__Job__. Can you rewrite everything from the line containing "Kindly segment every instance of the white cabinet." down to the line containing "[[[117,144],[165,144],[165,99],[117,101]]]", both included, and nothing else from the data? Copy the wording lines unchanged, and scale every polygon point coordinate in the answers by 0.2, rounding each to a whole number with halves going up.

--- START ---

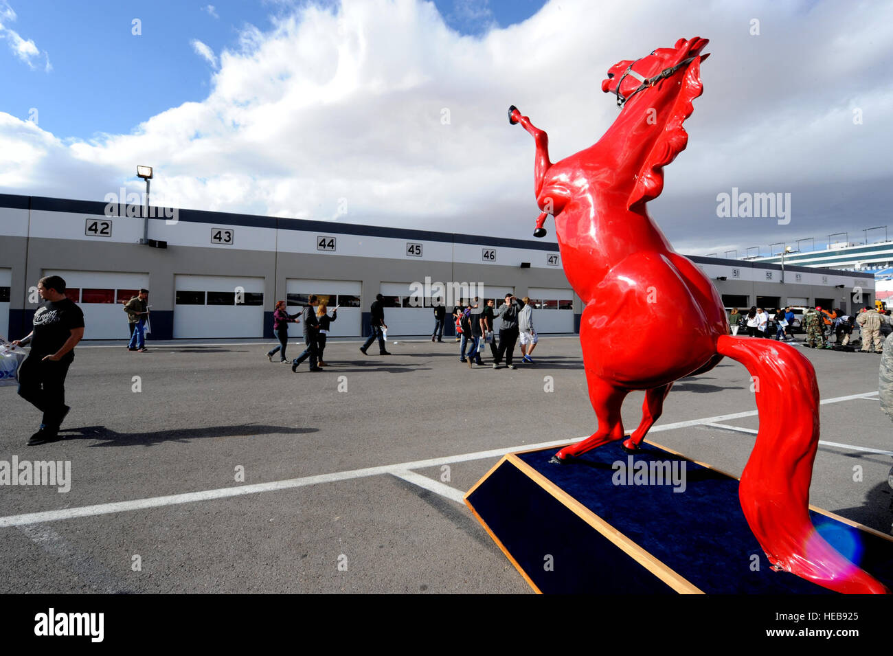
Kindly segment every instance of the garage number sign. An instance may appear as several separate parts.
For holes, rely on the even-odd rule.
[[[87,237],[112,237],[112,221],[107,219],[88,219],[84,234]]]
[[[235,233],[229,228],[211,228],[212,244],[222,244],[224,245],[230,245],[235,241],[235,238],[236,238]]]

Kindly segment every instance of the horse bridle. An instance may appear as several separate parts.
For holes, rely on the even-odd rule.
[[[654,53],[652,53],[652,54],[654,54]],[[647,89],[648,88],[648,87],[654,87],[657,82],[663,79],[664,78],[669,78],[671,75],[675,73],[680,68],[688,64],[689,62],[693,62],[694,60],[695,57],[689,57],[688,59],[680,62],[675,66],[672,66],[668,69],[663,69],[661,72],[657,73],[657,75],[654,75],[650,78],[643,78],[641,75],[639,75],[638,73],[637,73],[635,71],[632,70],[632,67],[635,66],[637,62],[642,61],[640,59],[637,59],[635,62],[633,62],[632,63],[630,63],[629,66],[626,67],[626,71],[623,71],[623,74],[620,76],[620,79],[617,80],[617,106],[622,107],[623,104],[626,103],[626,101],[628,101],[633,95],[638,94],[639,91]],[[638,87],[635,89],[631,94],[630,94],[626,97],[623,97],[623,95],[620,92],[620,86],[623,83],[623,78],[625,78],[627,75],[635,78],[640,82],[640,84],[638,85]]]

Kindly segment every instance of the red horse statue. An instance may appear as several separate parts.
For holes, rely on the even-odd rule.
[[[813,366],[791,346],[729,335],[719,294],[692,262],[677,253],[646,203],[663,187],[663,168],[688,143],[682,122],[704,88],[695,37],[613,66],[602,90],[616,95],[620,115],[594,145],[552,163],[548,137],[513,105],[509,121],[537,145],[534,184],[543,211],[536,237],[555,217],[564,271],[586,304],[580,341],[598,429],[559,451],[567,462],[623,438],[621,405],[645,390],[642,421],[623,442],[635,451],[661,416],[673,381],[709,371],[723,356],[755,379],[760,429],[741,475],[745,517],[775,569],[841,593],[886,593],[885,586],[835,551],[809,519],[809,484],[819,442],[819,389]],[[671,347],[655,348],[637,322],[661,326]],[[783,420],[782,420],[783,419]]]

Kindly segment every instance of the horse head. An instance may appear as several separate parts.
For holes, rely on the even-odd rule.
[[[633,95],[657,86],[695,59],[704,61],[709,57],[709,54],[701,55],[707,43],[700,37],[680,38],[672,48],[657,48],[641,59],[618,62],[608,69],[608,77],[602,80],[602,91],[614,94],[618,106],[622,107]]]

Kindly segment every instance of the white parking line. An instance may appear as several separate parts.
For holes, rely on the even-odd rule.
[[[446,496],[456,503],[463,502],[464,494],[461,491],[446,486],[438,480],[429,478],[427,476],[422,476],[421,474],[416,474],[414,471],[410,471],[409,469],[392,471],[391,473],[397,478],[403,478],[405,481],[416,485],[419,487],[424,487],[426,490],[430,490],[435,494],[440,494],[440,496]]]
[[[861,394],[850,394],[848,396],[838,396],[836,398],[825,399],[822,405],[827,403],[838,403],[842,401],[852,399],[861,399],[866,396],[877,395],[877,392],[865,392]],[[689,421],[676,421],[672,424],[655,426],[650,433],[658,433],[675,428],[684,428],[690,426],[709,424],[713,422],[724,421],[726,419],[739,419],[742,417],[753,417],[756,411],[747,412],[735,412],[732,414],[718,415],[716,417],[705,417],[700,419],[691,419]],[[723,427],[730,428],[732,427]],[[748,431],[749,432],[749,431]],[[462,453],[460,455],[450,455],[443,458],[431,458],[423,461],[413,461],[412,462],[400,462],[393,465],[384,465],[381,467],[368,467],[362,469],[350,469],[348,471],[338,471],[331,474],[320,474],[318,476],[307,476],[301,478],[289,478],[288,480],[271,481],[269,483],[256,483],[249,486],[236,486],[233,487],[221,487],[213,490],[204,490],[201,492],[188,492],[181,494],[170,494],[167,496],[154,496],[146,499],[134,499],[132,501],[114,502],[112,503],[98,503],[92,506],[80,506],[78,508],[64,508],[58,511],[44,511],[41,512],[29,512],[21,515],[8,515],[0,517],[0,527],[25,526],[28,524],[39,524],[46,521],[60,521],[62,519],[72,519],[79,517],[94,517],[96,515],[108,515],[115,512],[124,512],[127,511],[138,511],[146,508],[161,508],[163,506],[176,505],[178,503],[192,503],[200,501],[210,501],[213,499],[224,499],[230,496],[242,496],[244,494],[255,494],[260,492],[273,492],[276,490],[288,490],[295,487],[304,487],[305,486],[314,486],[319,483],[334,483],[337,481],[350,480],[352,478],[362,478],[370,476],[379,476],[380,474],[393,474],[405,481],[419,485],[425,489],[443,494],[448,499],[462,502],[463,494],[449,486],[444,486],[438,481],[414,474],[411,469],[421,469],[429,467],[439,467],[440,465],[454,462],[465,462],[468,461],[483,460],[485,458],[499,458],[505,453],[515,451],[530,451],[533,449],[547,449],[551,446],[560,446],[563,444],[577,442],[588,436],[580,437],[554,440],[552,442],[540,442],[536,444],[520,444],[500,449],[489,449],[488,451],[479,451],[473,453]],[[833,443],[829,443],[832,444]],[[859,448],[859,447],[856,447]],[[881,452],[886,453],[886,452]],[[422,485],[423,484],[423,485]],[[444,489],[446,488],[446,489]]]

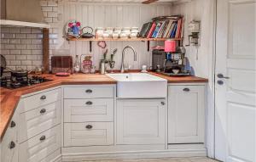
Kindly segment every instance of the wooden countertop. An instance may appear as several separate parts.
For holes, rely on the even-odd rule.
[[[188,83],[188,82],[207,82],[208,80],[196,76],[169,77],[160,74],[150,72],[150,74],[162,77],[168,81],[168,83]],[[0,141],[2,141],[8,125],[14,115],[16,106],[22,95],[48,89],[61,85],[95,85],[95,84],[116,84],[117,81],[105,75],[76,74],[70,76],[55,76],[55,75],[44,75],[53,81],[33,85],[31,87],[20,87],[15,90],[9,90],[0,87]]]

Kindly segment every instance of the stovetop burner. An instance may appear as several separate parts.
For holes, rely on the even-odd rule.
[[[39,75],[31,75],[25,77],[4,76],[0,79],[0,87],[8,89],[15,89],[50,81],[52,80],[46,79],[45,77]]]

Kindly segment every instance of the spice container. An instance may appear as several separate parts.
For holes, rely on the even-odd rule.
[[[104,30],[103,30],[102,27],[97,27],[96,30],[96,34],[95,34],[96,38],[102,39],[103,38],[103,32],[104,32]]]

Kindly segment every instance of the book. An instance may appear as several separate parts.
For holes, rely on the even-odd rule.
[[[152,25],[152,22],[148,22],[148,23],[146,23],[143,25],[143,28],[139,33],[139,36],[140,37],[146,37],[148,31],[149,31],[149,28],[151,27]]]
[[[158,33],[157,33],[156,37],[158,37],[158,38],[160,37],[160,35],[161,35],[161,33],[162,33],[162,31],[163,31],[163,28],[164,28],[164,26],[165,26],[165,24],[166,24],[166,21],[163,21],[162,24],[161,24],[160,28],[159,29],[159,31],[158,31]]]
[[[152,37],[153,32],[154,32],[154,29],[155,29],[155,26],[156,26],[156,24],[155,24],[155,22],[154,22],[154,23],[152,24],[152,25],[151,25],[151,28],[150,28],[149,32],[148,32],[148,36],[147,36],[147,38]]]
[[[167,34],[169,33],[169,31],[170,31],[170,29],[172,27],[172,20],[170,20],[169,22],[168,22],[168,25],[166,26],[166,29],[165,31],[164,36],[163,36],[164,38],[167,37]]]
[[[154,31],[153,35],[152,35],[152,37],[153,37],[153,38],[155,38],[155,37],[156,37],[157,33],[158,33],[158,31],[159,31],[159,30],[160,30],[161,25],[162,25],[161,22],[159,22],[159,23],[157,24],[157,25],[156,25],[156,27],[155,27],[155,30]]]

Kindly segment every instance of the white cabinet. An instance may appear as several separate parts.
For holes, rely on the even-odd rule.
[[[44,160],[61,148],[61,126],[55,126],[20,144],[19,161]]]
[[[1,142],[0,161],[18,162],[18,115],[17,113],[15,113]]]
[[[205,142],[205,87],[168,87],[168,143]]]
[[[113,99],[65,99],[64,121],[113,121]]]
[[[104,146],[113,144],[113,122],[64,124],[64,146]]]
[[[117,144],[165,144],[165,99],[117,101]]]

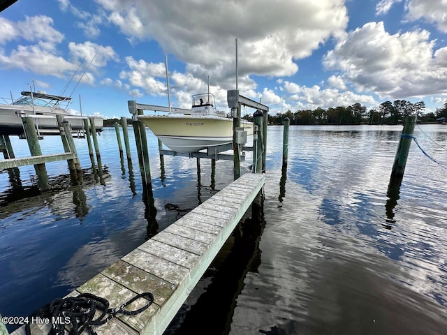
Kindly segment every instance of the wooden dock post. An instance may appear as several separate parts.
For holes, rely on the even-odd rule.
[[[91,137],[93,137],[93,145],[95,147],[95,154],[98,161],[101,159],[101,152],[99,152],[99,144],[98,144],[98,136],[96,135],[96,127],[95,126],[95,118],[89,117],[90,120],[90,128],[91,130]],[[99,164],[98,164],[99,165]]]
[[[8,135],[0,135],[0,147],[3,151],[3,155],[5,159],[15,158],[14,151],[11,145],[11,141]]]
[[[410,144],[413,137],[413,131],[416,123],[416,117],[406,117],[404,122],[404,129],[399,141],[399,147],[394,158],[393,170],[391,171],[391,178],[402,179],[404,171],[406,165],[408,154],[410,151]]]
[[[142,115],[142,110],[138,110],[138,115]],[[133,126],[133,131],[135,132],[135,141],[137,144],[141,178],[147,184],[149,184],[152,181],[149,151],[147,149],[147,138],[146,137],[146,128],[145,124],[138,120],[133,121],[132,124]]]
[[[210,184],[211,191],[216,189],[216,160],[211,159],[211,183]]]
[[[263,171],[263,137],[264,113],[257,110],[253,114],[255,129],[253,136],[253,173],[261,173]]]
[[[200,158],[197,157],[197,179],[198,181],[198,184],[200,184]]]
[[[61,139],[62,140],[64,151],[65,152],[71,152],[75,154],[77,156],[78,153],[76,151],[75,142],[73,141],[73,136],[71,135],[71,128],[70,125],[66,121],[64,121],[64,117],[62,117],[62,115],[57,115],[56,119],[57,120],[57,125],[59,128]],[[67,164],[68,165],[68,170],[70,171],[71,181],[75,185],[81,184],[82,180],[82,170],[81,169],[80,164],[79,163],[79,160],[78,158],[67,159]]]
[[[234,180],[236,180],[240,177],[240,145],[236,143],[236,129],[240,127],[240,103],[237,103],[237,108],[236,108],[236,115],[233,116],[233,177]]]
[[[127,161],[129,163],[129,161],[132,160],[132,154],[131,153],[131,145],[129,142],[129,131],[127,129],[127,118],[126,117],[122,117],[121,126],[123,127],[123,137],[124,137],[126,156],[127,156]]]
[[[41,149],[41,144],[39,144],[39,140],[36,133],[34,121],[31,117],[26,117],[22,119],[22,122],[23,123],[23,128],[27,136],[27,141],[28,142],[31,156],[42,156],[42,150]],[[35,164],[34,170],[36,170],[36,173],[37,174],[41,189],[42,191],[49,190],[48,174],[47,173],[45,163]]]
[[[288,156],[288,126],[291,119],[286,117],[283,121],[284,126],[282,133],[282,170],[287,170],[287,157]]]
[[[93,147],[91,146],[91,140],[90,139],[90,126],[89,125],[89,119],[84,119],[84,128],[85,128],[85,137],[87,138],[87,144],[89,147],[89,154],[90,155],[90,160],[92,161],[91,164],[95,163],[93,158]]]

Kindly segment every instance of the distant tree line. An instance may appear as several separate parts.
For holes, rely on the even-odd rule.
[[[316,110],[298,110],[295,112],[288,110],[286,113],[269,115],[269,124],[282,124],[287,117],[291,124],[397,124],[403,122],[408,115],[417,115],[420,122],[436,122],[447,118],[447,101],[436,112],[423,114],[425,109],[423,101],[411,103],[405,100],[395,100],[393,103],[385,101],[378,109],[367,110],[365,106],[356,103],[350,106],[339,106],[327,110],[318,107]],[[246,117],[246,119],[251,119]]]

--- END ---

__Exercise solution__.
Kindly segment every instance of the white cabinet. An instance may appear as several separate parts.
For holes, rely on the even-odd rule.
[[[9,32],[12,30],[12,25],[11,25],[4,29],[4,32]]]
[[[0,28],[0,32],[4,32],[4,23],[3,23],[3,23]]]
[[[41,28],[41,17],[34,17],[34,29]]]
[[[23,20],[13,20],[13,24],[23,24]]]
[[[21,29],[23,29],[23,24],[13,25],[13,29]]]
[[[23,29],[33,29],[33,20],[23,20]]]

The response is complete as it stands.